▸ TASK
Nothing should be left out: write out the whole listing exactly.

▸ MATERIAL PROVIDED

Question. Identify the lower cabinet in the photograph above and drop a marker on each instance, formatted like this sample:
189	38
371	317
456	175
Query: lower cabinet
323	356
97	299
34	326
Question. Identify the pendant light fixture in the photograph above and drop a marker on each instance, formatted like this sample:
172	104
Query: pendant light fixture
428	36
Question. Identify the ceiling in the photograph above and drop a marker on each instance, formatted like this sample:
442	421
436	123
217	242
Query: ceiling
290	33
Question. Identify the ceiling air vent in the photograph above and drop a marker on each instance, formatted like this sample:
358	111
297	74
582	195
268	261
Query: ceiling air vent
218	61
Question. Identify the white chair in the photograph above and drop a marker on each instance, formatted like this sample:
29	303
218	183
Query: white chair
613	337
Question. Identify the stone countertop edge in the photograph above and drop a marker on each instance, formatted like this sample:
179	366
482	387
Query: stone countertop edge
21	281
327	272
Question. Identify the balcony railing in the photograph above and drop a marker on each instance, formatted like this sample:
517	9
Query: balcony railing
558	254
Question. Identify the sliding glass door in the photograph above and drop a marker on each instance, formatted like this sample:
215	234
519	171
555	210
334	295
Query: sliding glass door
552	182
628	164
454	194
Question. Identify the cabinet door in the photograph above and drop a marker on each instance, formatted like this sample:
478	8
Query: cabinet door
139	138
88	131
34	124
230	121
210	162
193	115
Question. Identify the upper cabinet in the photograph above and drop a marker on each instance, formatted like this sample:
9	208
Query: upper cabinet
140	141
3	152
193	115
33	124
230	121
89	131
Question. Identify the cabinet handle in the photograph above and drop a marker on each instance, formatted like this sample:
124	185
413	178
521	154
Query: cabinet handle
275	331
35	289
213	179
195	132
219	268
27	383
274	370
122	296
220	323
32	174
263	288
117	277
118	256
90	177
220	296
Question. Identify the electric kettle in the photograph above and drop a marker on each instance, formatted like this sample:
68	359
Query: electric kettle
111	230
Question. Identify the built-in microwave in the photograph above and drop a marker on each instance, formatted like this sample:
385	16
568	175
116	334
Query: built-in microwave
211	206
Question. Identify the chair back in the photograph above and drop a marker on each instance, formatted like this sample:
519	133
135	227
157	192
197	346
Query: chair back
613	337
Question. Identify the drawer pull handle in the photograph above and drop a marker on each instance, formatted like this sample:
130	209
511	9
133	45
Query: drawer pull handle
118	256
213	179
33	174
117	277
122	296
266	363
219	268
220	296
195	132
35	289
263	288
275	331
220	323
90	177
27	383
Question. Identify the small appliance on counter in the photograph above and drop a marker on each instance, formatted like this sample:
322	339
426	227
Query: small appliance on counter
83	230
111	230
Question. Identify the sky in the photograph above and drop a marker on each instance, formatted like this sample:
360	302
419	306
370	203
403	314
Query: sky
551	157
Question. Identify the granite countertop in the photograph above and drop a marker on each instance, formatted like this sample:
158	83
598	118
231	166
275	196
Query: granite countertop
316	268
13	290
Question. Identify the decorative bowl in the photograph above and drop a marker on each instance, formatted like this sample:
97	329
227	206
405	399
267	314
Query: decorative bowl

▸ RESULT OF THIS TASK
Question. Identify the lower cabinet in the photograph above and drop a marker on each instance, formatted like this sample:
189	38
371	317
456	175
Query: lower cabinet
323	356
97	299
34	326
Question. Identify the pendant light fixture in the photograph above and drop a marker on each instance, formatted like this sample:
172	104
Query: pendant light fixture
428	36
Question. Identify the ceiling in the photograph above and drop a marker on each instance, formatted like this sample:
442	421
436	123
217	242
Query: ceiling
290	33
Question. Identify the ceiling air vent in the photograph above and drop a marker on each instance, formatted like this sample:
358	111
297	74
582	195
268	261
Query: ceiling air vent
218	61
Question. Identify the white chair in the photograph above and drop a marker on each instance, formatted like this sample:
29	303
218	183
Query: white chair
613	337
Question. Identify the stone countertop edge in the photograph above and drop a marker on each instance, formatted like this sample:
179	366
482	387
Query: stone countertop edge
21	281
327	272
Question. Identify the balcony railing in the photograph above and drop a marker on each instance, formatted like this sample:
517	9
Query: balcony railing
558	254
Question. Identify the sliding glass door in the photograph above and drop a marker on each instance, formatted like this sample:
215	234
519	171
555	210
334	295
Query: sliding glass door
552	182
628	164
454	194
Question. Identify the cabinet door in the photograph above and drop a marker on each instance, formatted like this sample:
478	8
Query: cabinet door
139	138
88	131
34	124
230	121
210	162
193	115
Question. Identify the upper cabinet in the photograph above and drop a marker on each instance, formatted like this sample:
9	208
Query: upper cabinet
140	141
3	152
193	115
33	124
230	121
89	131
Question. Identify the cabinet handle in the photograph above and drop a marker on each instance, formatted like this sample:
124	185
413	178
521	154
Query: cabinet handle
275	331
35	289
213	179
195	132
219	268
27	383
274	370
122	296
220	323
32	174
263	288
117	277
118	256
90	177
220	296
Question. Identify the electric kettle in the photograph above and drop a marker on each instance, formatted like this sample:
68	359
Query: electric kettle
111	230
Question. Identify the built-in microwave in the photograph above and drop a marker on each instance, formatted like this sample:
385	16
568	175
116	334
Query: built-in microwave
211	206
Question. Identify the chair back in the photograph above and drop a marker on each instance, formatted like this sample:
519	133
135	227
157	192
197	346
Query: chair back
613	337
Question. Identify the drawer pull handle in the photograph above and drop a marker on each instance, formatted like this sample:
130	209
511	9
133	45
Query: drawer pull handle
118	256
213	179
33	174
117	277
122	296
266	363
219	268
220	296
195	132
35	289
263	288
275	331
220	323
90	177
27	383
Question. Identify the small appliance on counter in the photograph above and drop a marker on each instance, formatted like this sample:
322	339
426	227
Query: small appliance on counter
83	230
111	230
Question. Identify the sky in the photograph above and drop a marker on each instance, formatted like this sample:
360	302
419	306
370	203
403	314
Query: sky
551	157
Question. Identify the granite countertop in the photograph above and drop a marker on each instance, formatted like this sample:
158	83
598	118
231	166
275	196
Query: granite countertop
316	268
13	290
Question. Identify the decorative bowl in the photograph above and drop a marker on each instance, formatted like this sample:
97	329
227	206
405	399
267	314
Query: decorative bowl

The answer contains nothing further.